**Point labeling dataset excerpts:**

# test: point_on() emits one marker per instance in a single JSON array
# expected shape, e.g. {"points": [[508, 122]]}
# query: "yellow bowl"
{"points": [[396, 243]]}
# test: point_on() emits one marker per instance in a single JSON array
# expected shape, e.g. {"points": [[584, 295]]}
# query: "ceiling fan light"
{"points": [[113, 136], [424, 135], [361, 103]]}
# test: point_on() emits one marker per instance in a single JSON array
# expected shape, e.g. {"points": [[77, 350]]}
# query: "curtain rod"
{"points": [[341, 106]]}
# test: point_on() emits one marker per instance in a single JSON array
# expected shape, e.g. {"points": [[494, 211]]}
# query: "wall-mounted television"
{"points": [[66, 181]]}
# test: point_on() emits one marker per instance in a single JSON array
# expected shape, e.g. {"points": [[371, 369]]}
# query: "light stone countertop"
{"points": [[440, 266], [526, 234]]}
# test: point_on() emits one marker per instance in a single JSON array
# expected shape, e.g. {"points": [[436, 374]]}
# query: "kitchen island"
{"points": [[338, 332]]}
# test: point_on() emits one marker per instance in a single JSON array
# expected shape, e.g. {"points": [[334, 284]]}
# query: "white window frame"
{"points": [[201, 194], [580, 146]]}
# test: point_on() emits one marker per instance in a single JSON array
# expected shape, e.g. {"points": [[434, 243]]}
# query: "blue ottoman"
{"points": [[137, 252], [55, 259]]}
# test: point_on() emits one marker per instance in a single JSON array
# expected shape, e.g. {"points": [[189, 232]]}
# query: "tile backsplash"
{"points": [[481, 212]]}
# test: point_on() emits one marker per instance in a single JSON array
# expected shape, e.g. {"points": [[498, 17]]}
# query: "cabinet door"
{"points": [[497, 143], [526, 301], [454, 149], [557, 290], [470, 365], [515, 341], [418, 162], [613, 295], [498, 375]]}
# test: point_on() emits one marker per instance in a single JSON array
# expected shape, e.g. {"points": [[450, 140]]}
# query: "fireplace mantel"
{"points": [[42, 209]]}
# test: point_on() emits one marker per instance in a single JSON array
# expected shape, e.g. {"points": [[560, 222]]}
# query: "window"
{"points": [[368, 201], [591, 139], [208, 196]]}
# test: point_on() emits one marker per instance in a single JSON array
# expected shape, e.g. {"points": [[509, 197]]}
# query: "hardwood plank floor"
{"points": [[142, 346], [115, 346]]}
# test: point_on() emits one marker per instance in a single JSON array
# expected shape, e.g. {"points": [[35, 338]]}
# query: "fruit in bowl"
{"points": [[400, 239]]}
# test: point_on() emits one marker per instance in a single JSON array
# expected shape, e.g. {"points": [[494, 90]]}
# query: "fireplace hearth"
--
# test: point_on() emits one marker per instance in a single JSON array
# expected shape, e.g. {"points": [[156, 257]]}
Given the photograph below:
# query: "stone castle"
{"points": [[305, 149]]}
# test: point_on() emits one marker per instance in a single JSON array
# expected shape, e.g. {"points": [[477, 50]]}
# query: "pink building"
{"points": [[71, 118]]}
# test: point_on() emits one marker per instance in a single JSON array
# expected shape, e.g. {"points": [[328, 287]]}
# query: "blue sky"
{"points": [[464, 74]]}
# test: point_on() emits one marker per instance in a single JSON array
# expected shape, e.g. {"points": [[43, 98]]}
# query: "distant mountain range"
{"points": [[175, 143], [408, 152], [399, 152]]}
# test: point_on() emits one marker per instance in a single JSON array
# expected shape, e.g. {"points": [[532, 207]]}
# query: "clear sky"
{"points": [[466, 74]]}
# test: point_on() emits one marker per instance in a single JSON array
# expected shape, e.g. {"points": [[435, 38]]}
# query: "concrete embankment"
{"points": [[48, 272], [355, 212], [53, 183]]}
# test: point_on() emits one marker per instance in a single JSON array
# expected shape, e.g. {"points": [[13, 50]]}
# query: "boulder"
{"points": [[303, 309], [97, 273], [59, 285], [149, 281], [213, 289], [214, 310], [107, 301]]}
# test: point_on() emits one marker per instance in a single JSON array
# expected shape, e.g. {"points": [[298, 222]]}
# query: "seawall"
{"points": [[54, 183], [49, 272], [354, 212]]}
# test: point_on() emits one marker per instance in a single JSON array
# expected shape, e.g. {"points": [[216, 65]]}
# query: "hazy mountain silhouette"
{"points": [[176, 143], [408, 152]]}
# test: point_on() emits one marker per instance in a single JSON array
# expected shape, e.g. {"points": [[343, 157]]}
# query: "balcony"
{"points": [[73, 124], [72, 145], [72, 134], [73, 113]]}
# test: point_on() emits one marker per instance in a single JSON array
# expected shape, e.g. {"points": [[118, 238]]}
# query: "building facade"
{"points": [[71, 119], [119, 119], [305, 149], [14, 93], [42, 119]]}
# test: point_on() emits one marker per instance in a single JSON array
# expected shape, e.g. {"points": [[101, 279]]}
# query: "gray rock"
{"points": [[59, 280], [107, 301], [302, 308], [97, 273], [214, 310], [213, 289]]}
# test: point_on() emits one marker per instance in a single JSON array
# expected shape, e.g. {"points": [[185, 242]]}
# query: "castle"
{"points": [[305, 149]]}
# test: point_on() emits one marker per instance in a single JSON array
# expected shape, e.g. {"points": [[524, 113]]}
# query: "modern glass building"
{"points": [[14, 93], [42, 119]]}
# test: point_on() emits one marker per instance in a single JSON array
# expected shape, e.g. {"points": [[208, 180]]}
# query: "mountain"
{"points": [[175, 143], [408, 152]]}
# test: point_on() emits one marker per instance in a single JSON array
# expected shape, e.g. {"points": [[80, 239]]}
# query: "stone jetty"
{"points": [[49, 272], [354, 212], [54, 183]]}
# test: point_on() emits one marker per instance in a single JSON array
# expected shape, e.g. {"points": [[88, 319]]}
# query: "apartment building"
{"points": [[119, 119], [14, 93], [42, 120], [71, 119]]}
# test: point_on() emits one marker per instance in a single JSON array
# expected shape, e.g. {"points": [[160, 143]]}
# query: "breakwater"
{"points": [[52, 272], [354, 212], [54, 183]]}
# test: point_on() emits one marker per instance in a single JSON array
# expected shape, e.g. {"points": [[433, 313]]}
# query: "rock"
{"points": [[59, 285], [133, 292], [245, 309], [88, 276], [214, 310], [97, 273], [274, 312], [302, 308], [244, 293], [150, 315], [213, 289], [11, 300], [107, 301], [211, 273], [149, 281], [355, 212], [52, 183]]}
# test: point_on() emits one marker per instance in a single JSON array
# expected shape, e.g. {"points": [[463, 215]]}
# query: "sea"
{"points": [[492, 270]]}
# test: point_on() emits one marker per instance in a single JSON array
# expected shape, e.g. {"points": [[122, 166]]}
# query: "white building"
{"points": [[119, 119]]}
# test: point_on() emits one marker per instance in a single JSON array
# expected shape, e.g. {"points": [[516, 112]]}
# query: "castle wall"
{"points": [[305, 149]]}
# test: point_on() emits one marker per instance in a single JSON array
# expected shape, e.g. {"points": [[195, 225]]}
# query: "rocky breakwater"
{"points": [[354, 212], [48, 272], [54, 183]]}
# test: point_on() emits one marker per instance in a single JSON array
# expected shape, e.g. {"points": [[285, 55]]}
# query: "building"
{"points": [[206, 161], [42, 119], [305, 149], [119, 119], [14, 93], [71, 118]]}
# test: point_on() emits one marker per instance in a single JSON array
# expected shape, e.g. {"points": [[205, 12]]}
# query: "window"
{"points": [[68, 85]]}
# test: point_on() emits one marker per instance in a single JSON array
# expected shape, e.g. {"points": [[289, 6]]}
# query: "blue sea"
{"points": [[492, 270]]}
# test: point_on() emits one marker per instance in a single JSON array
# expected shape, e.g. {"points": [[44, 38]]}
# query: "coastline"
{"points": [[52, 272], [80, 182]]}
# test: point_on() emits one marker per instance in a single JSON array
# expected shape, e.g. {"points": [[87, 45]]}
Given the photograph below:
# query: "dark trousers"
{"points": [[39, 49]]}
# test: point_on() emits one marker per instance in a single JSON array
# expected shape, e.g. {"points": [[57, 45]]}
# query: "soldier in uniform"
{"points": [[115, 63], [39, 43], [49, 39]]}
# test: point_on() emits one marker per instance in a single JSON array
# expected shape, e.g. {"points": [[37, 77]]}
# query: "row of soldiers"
---
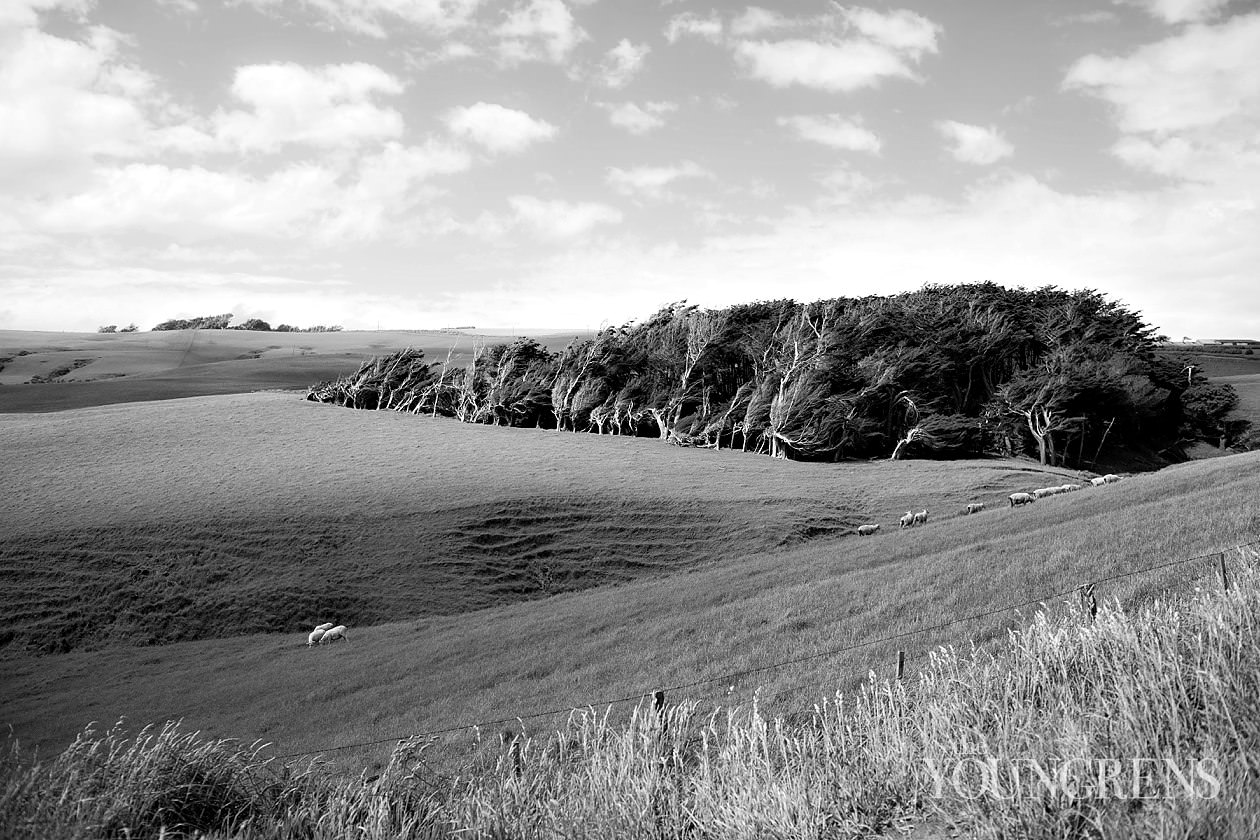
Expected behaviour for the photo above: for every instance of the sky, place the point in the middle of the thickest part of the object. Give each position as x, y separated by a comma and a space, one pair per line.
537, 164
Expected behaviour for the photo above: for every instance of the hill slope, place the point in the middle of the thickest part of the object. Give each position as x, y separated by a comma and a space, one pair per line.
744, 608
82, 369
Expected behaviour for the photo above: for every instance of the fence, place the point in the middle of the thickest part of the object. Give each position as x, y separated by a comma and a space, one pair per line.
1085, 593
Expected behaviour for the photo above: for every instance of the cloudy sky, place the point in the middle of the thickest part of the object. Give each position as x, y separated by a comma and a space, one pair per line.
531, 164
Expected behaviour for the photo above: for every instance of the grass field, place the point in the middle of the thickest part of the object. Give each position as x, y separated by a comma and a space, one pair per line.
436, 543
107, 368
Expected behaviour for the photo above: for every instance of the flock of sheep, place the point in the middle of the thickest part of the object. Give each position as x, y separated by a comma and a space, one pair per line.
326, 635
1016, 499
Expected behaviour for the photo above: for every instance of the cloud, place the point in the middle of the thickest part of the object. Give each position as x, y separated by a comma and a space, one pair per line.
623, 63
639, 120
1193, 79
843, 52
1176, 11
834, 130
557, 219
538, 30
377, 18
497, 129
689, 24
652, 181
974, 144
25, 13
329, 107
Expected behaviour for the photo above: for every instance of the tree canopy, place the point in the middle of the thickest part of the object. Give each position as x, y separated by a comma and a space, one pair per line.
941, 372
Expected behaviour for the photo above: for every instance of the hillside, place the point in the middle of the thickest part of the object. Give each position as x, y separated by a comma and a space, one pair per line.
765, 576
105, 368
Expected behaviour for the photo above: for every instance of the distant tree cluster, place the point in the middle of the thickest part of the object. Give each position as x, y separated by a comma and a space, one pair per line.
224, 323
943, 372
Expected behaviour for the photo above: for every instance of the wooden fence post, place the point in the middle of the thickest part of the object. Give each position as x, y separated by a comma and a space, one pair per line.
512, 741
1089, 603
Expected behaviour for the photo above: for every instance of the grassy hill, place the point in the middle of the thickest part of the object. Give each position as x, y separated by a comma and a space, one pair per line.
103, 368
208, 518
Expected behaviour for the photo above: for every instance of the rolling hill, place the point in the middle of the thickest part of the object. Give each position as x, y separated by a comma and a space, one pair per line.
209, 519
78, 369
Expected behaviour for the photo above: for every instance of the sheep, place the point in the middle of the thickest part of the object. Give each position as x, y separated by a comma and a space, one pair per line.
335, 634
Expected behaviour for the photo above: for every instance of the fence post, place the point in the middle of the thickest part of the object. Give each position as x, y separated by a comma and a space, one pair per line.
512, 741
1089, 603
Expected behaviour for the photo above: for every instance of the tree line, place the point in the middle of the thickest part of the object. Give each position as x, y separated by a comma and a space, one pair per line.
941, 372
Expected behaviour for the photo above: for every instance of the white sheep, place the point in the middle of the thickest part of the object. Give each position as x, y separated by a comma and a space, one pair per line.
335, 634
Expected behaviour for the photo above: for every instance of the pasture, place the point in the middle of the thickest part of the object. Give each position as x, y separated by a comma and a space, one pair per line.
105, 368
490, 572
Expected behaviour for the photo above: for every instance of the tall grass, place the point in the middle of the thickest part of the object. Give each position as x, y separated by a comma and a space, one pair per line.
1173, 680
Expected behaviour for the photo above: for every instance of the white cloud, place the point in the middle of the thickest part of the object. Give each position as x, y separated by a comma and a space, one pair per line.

**To do:**
Select every line in the material above that contains the word "breakwater", and copy each one. Case counts.

**Written response:**
# query: "breakwater"
# query: "rocky breakwater"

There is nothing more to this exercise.